*AUSGEWÄHLTER AUSZUG:*
_____

Nach Angaben der Währungshüter griffen die Verbraucher im Euroraum im vergangenen Jahr bereits bei fast jedem vierten Bezahlvorgang (24 Prozent) zur Plastikkarte. Bei der Erhebung drei Jahre zuvor waren es noch 19 Prozent. Der Anteil der Bargeldzahlungen sank im gleichen Zeitraum von 79 auf 73 Prozent.
Besonders häufig kommt Bargeld der EZB-Auswertung zufolge in Malta (88 Prozent der Transaktionen) sowie Zypern und Spanien (je 83 Prozent) zum Einsatz. Deutschland liegt mit 77 Prozent in der oberen Hälfte der 19 Euroländer. Am seltensten greifen die Niederländer zu Schein und Münze (34 Prozent). Deutschland liegt gemessen an den täglichen Kartenzahlungen pro Kopf unter dem Schnitt der Euroländer.
Bargeldloses Bezahlen bekam einen Schub
Sicher ist: Die Pandemie hat dem bargeldlosen Bezahlen auch hierzulande einen Schub gegeben. In Zeiten des grassierenden Virus gilt etwa das kontaktlose Bezahlen an der Ladenkasse als sehr hygienisch. Kunden müssen ihre Kreditkarte oder Girocard dabei quasi im Vorbeigehen nur vor das Lesegerät halten, die Daten werden verschlüsselt übertragen. Bei geringen Beträgen ist nicht einmal die Eingabe der Geheimnummer (PIN) nötig. Auch andere elektronische Methoden wie Apple Pay oder Google Pay sind im Kommen.
Das Handelsforschungsinstitut EHI geht davon aus, dass im laufenden Jahr rund eine Milliarde Einkäufe weniger im deutschen Einzelhandel mit Bargeld beglichen werden als 2019. "In jedem Fall wird das Jahr 2020 als das wachstumsstärkste Jahr für unbares Bezahlen in Deutschland seit Beginn der regelmässigen Erhebungen durch das EHI im Jahr 1994 eingehen", stellte Horst Rüter, Leiter des EHI-Forschungsbereichs Zahlungssysteme, Anfang November fest.
In einer EZB-Erhebung in den Euroländern im Juli 2020 gaben vier von zehn Befragten an, seit Beginn der Pandemie seltener Bargeld verwendet zu haben. Die Werbung für kontaktloses Bezahlen in der aktuellen Krise zeigt Wirkung. Ebenso wie die Sorge vieler Menschen, sich über Banknoten, die durch viele Hände gehen, das Coronavirus einzufangen - auch wenn Notenbanken diesbezüglich früh Entwarnung gaben. Fast 90 Prozent derjenigen, die in der aktuellen Krise häufiger auf Bargeld verzichten, wollen dies nach der Pandemie beibehalten (46 Prozent sicher, 41 Prozent wahrscheinlich).

_____

*VERFÜGBARE DATEN:*
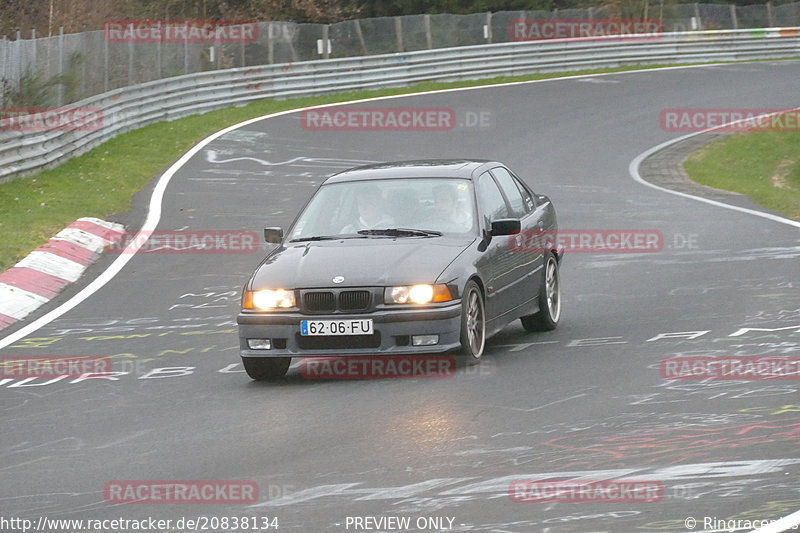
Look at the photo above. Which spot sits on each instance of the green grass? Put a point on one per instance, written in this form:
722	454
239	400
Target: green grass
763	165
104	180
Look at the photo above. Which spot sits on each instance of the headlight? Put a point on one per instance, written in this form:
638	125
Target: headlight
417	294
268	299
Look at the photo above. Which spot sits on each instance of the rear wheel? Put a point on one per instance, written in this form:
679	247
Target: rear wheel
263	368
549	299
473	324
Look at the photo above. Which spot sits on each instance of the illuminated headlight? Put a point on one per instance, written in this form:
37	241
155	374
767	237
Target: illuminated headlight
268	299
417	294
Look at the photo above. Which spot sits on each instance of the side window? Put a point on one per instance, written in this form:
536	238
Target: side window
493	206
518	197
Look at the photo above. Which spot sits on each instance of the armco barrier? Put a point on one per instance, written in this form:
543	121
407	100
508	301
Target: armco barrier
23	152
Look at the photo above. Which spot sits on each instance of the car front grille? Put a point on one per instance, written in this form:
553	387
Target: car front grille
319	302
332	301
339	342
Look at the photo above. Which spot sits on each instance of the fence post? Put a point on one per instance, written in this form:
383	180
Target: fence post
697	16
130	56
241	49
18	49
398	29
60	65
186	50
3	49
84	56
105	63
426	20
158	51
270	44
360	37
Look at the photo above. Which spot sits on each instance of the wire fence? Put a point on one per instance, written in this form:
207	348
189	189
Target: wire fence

_____

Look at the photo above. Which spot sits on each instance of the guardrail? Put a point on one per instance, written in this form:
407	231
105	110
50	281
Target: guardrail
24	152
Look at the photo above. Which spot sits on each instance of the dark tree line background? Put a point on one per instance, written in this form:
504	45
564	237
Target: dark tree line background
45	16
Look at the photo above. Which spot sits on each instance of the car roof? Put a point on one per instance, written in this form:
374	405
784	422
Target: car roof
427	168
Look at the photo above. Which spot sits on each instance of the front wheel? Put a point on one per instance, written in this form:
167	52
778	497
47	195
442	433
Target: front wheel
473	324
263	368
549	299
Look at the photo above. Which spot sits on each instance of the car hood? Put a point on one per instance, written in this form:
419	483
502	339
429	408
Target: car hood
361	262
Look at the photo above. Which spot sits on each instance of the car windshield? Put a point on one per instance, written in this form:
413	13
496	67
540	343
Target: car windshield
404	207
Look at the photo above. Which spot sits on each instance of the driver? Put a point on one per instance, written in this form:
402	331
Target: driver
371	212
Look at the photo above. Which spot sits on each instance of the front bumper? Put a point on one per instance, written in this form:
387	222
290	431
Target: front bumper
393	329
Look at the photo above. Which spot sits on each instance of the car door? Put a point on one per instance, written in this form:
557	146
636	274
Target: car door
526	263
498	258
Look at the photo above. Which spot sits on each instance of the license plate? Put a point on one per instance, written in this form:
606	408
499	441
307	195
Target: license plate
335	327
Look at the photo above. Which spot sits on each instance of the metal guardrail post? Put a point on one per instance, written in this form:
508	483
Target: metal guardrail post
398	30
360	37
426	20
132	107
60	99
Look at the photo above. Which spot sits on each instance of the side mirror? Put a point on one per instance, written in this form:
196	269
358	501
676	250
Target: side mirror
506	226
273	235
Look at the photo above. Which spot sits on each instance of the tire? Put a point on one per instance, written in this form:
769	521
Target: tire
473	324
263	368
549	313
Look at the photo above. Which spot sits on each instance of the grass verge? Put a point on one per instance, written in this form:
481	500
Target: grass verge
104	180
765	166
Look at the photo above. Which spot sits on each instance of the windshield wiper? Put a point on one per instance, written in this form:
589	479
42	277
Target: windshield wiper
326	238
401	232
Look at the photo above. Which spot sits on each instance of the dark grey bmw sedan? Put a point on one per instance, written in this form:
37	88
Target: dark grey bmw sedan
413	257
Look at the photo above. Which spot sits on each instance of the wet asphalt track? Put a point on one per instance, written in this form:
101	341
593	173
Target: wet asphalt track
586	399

_____

*IHRE AUFGABE:* Schreiben Sie bitte aus dem Text über Bargeld und Kartenzahlung die Stelle ab, die mit „Nach Angaben der“ beginnt und bis einschließlich „auf 73 Prozent.“ reicht.

*ANTWORT ZUR ÜBUNG:*
Nach Angaben der Währungshüter griffen die Verbraucher im Euroraum im vergangenen Jahr bereits bei fast jedem vierten Bezahlvorgang (24 Prozent) zur Plastikkarte. Bei der Erhebung drei Jahre zuvor waren es noch 19 Prozent. Der Anteil der Bargeldzahlungen sank im gleichen Zeitraum von 79 auf 73 Prozent.